• _WHAT YOU NEED TO DO_:
From the first line to the last, please write out the data exactly.

• _RECORDS TO USE_:
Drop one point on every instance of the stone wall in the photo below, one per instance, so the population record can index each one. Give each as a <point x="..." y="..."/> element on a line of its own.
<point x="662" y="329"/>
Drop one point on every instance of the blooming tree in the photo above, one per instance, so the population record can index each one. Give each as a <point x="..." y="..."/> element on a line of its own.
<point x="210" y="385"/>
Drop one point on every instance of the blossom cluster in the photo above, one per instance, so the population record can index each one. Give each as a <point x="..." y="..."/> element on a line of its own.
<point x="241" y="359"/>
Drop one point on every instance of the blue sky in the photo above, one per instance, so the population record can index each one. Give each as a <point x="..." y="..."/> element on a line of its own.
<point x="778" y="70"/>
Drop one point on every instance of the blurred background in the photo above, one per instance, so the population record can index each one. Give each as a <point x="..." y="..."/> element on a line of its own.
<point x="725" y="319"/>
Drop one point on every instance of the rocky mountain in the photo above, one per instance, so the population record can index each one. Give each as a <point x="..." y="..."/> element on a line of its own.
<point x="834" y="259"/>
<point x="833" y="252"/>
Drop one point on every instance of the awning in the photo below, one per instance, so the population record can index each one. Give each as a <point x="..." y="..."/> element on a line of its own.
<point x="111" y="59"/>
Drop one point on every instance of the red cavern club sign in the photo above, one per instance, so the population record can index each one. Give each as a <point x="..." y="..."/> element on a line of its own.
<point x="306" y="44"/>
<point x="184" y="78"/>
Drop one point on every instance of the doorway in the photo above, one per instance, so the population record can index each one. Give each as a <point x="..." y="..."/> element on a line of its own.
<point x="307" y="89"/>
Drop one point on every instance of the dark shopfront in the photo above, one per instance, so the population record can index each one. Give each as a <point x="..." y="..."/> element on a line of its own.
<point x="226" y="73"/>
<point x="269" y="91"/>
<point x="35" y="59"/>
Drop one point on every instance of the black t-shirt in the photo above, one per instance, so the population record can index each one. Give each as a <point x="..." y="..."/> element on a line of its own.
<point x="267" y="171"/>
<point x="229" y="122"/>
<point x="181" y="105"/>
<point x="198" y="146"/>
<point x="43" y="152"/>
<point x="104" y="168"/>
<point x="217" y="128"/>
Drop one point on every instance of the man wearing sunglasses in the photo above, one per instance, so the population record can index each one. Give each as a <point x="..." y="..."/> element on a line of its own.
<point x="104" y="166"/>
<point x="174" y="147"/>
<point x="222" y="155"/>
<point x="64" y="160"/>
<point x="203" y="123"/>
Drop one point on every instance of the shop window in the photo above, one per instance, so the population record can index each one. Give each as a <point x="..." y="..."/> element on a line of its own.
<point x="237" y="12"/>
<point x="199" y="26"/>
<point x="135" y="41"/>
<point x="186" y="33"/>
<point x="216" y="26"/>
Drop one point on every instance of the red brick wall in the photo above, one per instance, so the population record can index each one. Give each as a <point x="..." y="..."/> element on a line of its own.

• _WORKED SOLUTION_:
Drop one point on every instance of the stone wall in the photo below, one per instance, so the population record can index each one. Give each as a <point x="..." y="..."/> element on a line of its own.
<point x="662" y="329"/>
Drop one point on every instance of the blooming tree in the photo above, one per instance, so the population record can index each one. Give each as a <point x="..." y="..."/> element on a line of its own.
<point x="210" y="385"/>
Drop one point on every instance of the blossom cluster in the photo above, one per instance, so the population record can index each one. Give each as a <point x="..." y="..."/> element on a line of its own.
<point x="241" y="359"/>
Drop one point on every instance of the blue sky in the photo above, one per instance, so the population record can index each one. Give each as a <point x="..." y="..."/> element on a line of its own.
<point x="778" y="70"/>
Drop one point on every instance of the blurred background in the photo above, one per instance, so the population record can index each one. Give each as a <point x="..." y="..."/> element on a line of its own.
<point x="725" y="319"/>
Drop one point on every instance of the rocky mountain in the photo above, one per instance, so the population record can index each one. Give each as a <point x="..." y="..."/> element on a line of its own.
<point x="834" y="259"/>
<point x="833" y="252"/>
Drop one point on every instance of the awning in the photo below, one per instance, so the population record can index each one. Give each as a <point x="..." y="..."/> element on a line of its own.
<point x="111" y="59"/>
Drop one point on every instance of the red cavern club sign in the photo above, one per instance, so the population record can index each one. Give each as a <point x="..." y="..."/> element on a line of its own.
<point x="306" y="44"/>
<point x="184" y="78"/>
Drop one point on every instance of the doorway in the photo above, one per instance, so the population record can index each one. Give each as a <point x="..." y="..."/> element on a line of its own.
<point x="307" y="89"/>
Drop one point on every instance of the dark shopfront in the photo above, one per instance, so the population record can index each one. Give each as a <point x="..." y="..."/> element on a line of its own.
<point x="226" y="73"/>
<point x="269" y="91"/>
<point x="35" y="59"/>
Drop one point on every instance of the black t-shirt in the photo above, one per instance, so the population record can index each one. Give each as a <point x="..." y="..."/> element on a line of its own.
<point x="267" y="171"/>
<point x="229" y="122"/>
<point x="181" y="105"/>
<point x="198" y="146"/>
<point x="43" y="152"/>
<point x="104" y="168"/>
<point x="217" y="128"/>
Drop one point on every instance of the man wearing sunglasses in the photo above, one per instance, so the population record can index each one. Give each as a <point x="..." y="..."/> element on a line of its own.
<point x="104" y="166"/>
<point x="174" y="147"/>
<point x="222" y="155"/>
<point x="64" y="160"/>
<point x="203" y="123"/>
Drop one point on every instance of the shop window in the photo above, one per instance, so the population record can index each one. Give each as a <point x="..." y="..."/> element on a line of its own.
<point x="237" y="12"/>
<point x="199" y="26"/>
<point x="135" y="41"/>
<point x="186" y="33"/>
<point x="216" y="26"/>
Drop one point on every instance of the red brick wall in the photo above, one per instance, so the population record can index each one. Give each as a <point x="..." y="..."/> element on a line of its own.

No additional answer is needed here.